**Text shown**
__________

Posted by scottk on Jun 8, 2009 in Ramblings

digitalnewspaperBeing in the syndication business as a techie, the state of the newpapers is of constant concern. As the people that feed the newspapers the news it’s not a very good sign when the people that are supposed to be purchasing your product look like they might start lobbying for the next bailout package coming out of Washington.

In my opinion it doesn’t look as bad as many think for the newspapers. Oh there are still going to be a lot of newspapers that go out of business. The ones that remain though are going to have strong business models, tight staff and will be technologically enabled. Essentially those that will live will become News 2.0 organizations and the traditional structure that has been maintained will go away. Syndicates will face (are facing) the same challenges and are going to need to not only find new ways to deliver content to a digitally enhanced world with a leaner crew, but to also change pricing models and do more self marketing of the talent they represent. There will be some awesome synergies (ack used a buzzword) between the content and news delivery that both move forward.

__________

Stored data
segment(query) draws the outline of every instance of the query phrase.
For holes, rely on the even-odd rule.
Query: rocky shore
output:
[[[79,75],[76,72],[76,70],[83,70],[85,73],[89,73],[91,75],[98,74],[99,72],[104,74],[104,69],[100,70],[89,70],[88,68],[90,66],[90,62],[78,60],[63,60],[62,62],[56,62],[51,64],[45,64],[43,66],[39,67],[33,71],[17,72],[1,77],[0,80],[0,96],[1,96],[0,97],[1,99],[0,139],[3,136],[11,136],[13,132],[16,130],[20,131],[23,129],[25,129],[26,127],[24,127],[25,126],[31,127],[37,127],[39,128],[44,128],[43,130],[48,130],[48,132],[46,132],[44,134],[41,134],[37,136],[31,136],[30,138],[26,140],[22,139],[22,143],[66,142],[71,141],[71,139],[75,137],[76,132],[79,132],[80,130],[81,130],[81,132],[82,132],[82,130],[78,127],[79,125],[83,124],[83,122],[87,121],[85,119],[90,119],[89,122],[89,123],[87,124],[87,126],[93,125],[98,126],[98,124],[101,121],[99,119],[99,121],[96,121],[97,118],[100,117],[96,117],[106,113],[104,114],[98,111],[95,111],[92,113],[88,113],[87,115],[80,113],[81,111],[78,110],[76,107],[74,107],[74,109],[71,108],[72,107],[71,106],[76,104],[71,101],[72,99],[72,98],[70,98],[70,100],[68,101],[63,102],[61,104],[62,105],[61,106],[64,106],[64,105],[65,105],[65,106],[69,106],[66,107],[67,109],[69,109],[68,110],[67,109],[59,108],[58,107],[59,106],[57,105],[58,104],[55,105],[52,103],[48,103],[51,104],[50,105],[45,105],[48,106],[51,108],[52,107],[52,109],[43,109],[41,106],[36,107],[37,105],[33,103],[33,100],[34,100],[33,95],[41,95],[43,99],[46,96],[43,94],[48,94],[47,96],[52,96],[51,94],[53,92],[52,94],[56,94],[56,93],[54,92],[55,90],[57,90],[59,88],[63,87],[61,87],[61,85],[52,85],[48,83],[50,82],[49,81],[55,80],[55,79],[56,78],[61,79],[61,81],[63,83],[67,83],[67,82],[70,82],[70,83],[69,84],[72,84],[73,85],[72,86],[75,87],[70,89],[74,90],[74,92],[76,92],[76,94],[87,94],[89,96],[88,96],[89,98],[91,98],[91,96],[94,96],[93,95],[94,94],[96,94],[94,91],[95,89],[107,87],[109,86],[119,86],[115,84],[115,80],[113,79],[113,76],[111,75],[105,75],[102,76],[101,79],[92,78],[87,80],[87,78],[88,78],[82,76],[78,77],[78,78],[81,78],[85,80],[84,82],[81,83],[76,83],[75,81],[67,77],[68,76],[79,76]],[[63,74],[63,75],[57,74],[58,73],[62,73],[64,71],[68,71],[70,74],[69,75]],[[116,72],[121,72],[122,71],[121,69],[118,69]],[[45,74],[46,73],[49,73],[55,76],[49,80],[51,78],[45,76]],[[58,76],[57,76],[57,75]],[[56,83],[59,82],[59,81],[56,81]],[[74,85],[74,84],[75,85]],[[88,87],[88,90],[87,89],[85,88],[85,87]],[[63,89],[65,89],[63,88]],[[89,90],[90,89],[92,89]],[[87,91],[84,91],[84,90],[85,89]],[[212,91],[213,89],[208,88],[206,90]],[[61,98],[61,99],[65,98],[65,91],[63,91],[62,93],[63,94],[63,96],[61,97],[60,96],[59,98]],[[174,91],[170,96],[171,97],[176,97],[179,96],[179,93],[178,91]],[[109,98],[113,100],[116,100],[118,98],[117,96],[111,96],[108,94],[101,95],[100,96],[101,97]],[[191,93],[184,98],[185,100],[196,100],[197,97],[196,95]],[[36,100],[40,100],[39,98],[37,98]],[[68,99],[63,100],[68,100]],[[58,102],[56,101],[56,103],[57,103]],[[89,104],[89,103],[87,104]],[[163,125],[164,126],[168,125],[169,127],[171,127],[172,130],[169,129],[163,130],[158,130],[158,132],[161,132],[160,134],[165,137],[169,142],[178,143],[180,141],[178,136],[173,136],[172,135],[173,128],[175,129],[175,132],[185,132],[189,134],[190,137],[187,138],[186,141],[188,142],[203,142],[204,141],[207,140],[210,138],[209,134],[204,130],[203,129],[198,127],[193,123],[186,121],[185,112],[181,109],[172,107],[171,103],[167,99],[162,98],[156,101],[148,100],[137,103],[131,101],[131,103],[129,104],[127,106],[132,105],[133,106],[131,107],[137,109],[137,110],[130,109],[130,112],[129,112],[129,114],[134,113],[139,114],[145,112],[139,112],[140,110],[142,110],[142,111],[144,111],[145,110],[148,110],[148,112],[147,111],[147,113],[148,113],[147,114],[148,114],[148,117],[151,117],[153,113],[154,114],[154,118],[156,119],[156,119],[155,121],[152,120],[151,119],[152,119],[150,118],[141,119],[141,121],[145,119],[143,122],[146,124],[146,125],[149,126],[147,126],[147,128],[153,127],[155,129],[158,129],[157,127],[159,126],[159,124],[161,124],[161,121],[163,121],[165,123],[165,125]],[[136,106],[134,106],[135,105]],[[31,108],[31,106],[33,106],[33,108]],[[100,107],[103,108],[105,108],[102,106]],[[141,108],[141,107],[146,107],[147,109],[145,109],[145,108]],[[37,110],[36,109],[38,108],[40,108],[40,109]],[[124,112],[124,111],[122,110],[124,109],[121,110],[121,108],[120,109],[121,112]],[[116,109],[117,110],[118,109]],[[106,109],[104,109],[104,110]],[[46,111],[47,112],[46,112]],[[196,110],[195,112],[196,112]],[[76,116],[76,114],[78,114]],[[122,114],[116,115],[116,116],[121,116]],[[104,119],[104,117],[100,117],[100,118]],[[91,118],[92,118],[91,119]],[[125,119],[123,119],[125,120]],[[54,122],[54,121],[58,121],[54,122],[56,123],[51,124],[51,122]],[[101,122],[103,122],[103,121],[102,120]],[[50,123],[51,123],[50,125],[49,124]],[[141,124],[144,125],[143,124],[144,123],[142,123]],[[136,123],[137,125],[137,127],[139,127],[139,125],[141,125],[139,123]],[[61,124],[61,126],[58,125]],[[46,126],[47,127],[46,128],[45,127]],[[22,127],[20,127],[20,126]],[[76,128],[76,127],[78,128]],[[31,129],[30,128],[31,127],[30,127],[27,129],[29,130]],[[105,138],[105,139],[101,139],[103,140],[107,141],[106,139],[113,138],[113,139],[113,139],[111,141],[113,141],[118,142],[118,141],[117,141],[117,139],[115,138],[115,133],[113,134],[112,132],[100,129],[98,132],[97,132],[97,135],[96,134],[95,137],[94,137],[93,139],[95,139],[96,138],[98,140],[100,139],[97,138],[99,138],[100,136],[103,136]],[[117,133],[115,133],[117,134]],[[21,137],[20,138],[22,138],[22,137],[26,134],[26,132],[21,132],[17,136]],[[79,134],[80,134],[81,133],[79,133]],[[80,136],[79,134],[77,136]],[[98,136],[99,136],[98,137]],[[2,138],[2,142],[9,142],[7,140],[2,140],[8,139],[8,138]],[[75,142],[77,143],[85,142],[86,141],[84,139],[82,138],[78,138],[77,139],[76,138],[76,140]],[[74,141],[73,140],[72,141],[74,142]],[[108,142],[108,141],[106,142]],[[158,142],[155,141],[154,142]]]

__________

**Written instruction A**
From the blog post on newspapers, copy the part that opens with the words containing "In my opinion" and closes with "both move forward.".
**Written instruction B**
According to the blog post on newspapers, what three things will the surviving newspapers have?
**Written instruction C**
Summarize the blog post on newspapers in two sentences.

**Written answer A**
In my opinion it doesn’t look as bad as many think for the newspapers. Oh there are still going to be a lot of newspapers that go out of business. The ones that remain though are going to have strong business models, tight staff and will be technologically enabled. Essentially those that will live will become News 2.0 organizations and the traditional structure that has been maintained will go away. Syndicates will face (are facing) the same challenges and are going to need to not only find new ways to deliver content to a digitally enhanced world with a leaner crew, but to also change pricing models and do more self marketing of the talent they represent. There will be some awesome synergies (ack used a buzzword) between the content and news delivery that both move forward.

**Written answer B**
Strong business models, tight staff, and technological enablement.

**Written answer C**
Writing as a techie in the syndication business, the author believes newspapers are not in as bad a state as many think, though many will still go out of business. The survivors will become lean, technologically enabled News 2.0 organizations, and syndicates will face the same challenges, needing new delivery methods, new pricing models, and more self-marketing of their talent.